(Aim):
Rewrite the part of the rows that opens at their start and closes with the line containing "294 161 L 294", both ends included, and leave the requests unchanged. In the answers, scale every number (the viewBox values and the path coordinates) by 1.2 and round each to a whole number, with halves rounding up.

(Exercise data):

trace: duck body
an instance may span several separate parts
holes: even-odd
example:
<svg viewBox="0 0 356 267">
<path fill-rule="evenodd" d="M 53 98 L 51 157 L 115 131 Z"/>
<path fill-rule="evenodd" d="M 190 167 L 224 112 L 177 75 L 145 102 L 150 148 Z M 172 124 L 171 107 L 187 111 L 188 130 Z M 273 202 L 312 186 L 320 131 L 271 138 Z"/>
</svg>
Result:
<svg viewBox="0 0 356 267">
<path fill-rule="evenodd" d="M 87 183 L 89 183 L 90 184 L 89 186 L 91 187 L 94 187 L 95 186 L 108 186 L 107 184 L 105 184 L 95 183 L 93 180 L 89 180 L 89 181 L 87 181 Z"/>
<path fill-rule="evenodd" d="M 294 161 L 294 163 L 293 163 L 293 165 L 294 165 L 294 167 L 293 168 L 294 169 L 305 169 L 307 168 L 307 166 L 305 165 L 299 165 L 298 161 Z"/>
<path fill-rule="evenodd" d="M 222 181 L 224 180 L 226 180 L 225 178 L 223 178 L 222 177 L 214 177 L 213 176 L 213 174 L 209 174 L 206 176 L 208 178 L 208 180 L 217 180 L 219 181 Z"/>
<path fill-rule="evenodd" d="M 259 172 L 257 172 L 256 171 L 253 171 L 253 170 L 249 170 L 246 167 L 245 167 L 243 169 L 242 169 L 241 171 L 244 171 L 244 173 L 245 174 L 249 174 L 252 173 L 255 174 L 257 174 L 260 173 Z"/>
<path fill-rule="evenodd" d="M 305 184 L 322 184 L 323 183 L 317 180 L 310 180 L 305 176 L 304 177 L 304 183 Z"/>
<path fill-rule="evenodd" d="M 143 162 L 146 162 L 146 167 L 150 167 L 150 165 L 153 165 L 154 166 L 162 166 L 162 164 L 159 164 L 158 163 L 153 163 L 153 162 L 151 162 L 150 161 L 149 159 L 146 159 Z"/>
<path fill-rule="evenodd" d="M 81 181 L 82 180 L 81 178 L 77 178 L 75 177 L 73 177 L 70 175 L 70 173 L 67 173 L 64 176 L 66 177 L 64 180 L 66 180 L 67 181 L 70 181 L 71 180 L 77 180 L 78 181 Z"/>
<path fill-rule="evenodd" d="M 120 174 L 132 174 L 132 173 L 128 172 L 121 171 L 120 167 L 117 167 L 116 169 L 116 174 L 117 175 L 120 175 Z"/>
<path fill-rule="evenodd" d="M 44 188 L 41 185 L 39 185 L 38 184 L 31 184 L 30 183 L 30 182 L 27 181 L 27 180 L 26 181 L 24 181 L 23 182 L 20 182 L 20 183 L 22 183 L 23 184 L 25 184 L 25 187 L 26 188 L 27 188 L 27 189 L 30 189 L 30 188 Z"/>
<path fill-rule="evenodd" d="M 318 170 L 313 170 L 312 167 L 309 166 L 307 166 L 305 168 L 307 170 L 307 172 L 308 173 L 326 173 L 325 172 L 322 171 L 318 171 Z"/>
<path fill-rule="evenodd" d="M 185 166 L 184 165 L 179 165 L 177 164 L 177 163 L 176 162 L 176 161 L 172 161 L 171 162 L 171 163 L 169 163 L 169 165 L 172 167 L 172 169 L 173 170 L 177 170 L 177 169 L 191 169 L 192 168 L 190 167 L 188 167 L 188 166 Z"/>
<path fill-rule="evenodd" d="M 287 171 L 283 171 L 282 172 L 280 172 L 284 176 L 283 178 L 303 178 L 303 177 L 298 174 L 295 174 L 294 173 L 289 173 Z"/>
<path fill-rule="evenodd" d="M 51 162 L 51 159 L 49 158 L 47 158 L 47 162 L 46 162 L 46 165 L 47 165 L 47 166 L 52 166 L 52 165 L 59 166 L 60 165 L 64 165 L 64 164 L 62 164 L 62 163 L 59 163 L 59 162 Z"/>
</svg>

(Result):
trace: duck body
an instance may span several separate parts
holes: even-odd
example:
<svg viewBox="0 0 356 267">
<path fill-rule="evenodd" d="M 53 98 L 51 157 L 115 131 Z"/>
<path fill-rule="evenodd" d="M 190 167 L 224 112 L 177 75 L 145 102 L 150 148 Z M 172 124 L 171 107 L 187 111 L 188 130 Z M 273 202 L 312 186 L 320 131 L 271 138 Z"/>
</svg>
Result:
<svg viewBox="0 0 427 320">
<path fill-rule="evenodd" d="M 104 220 L 107 220 L 108 221 L 107 223 L 109 224 L 113 224 L 114 223 L 130 223 L 128 221 L 126 221 L 114 220 L 112 216 L 107 216 L 107 217 L 104 217 Z"/>
<path fill-rule="evenodd" d="M 353 193 L 353 196 L 352 196 L 352 198 L 353 198 L 353 200 L 352 202 L 353 203 L 366 203 L 368 202 L 368 199 L 366 198 L 359 198 L 358 193 Z"/>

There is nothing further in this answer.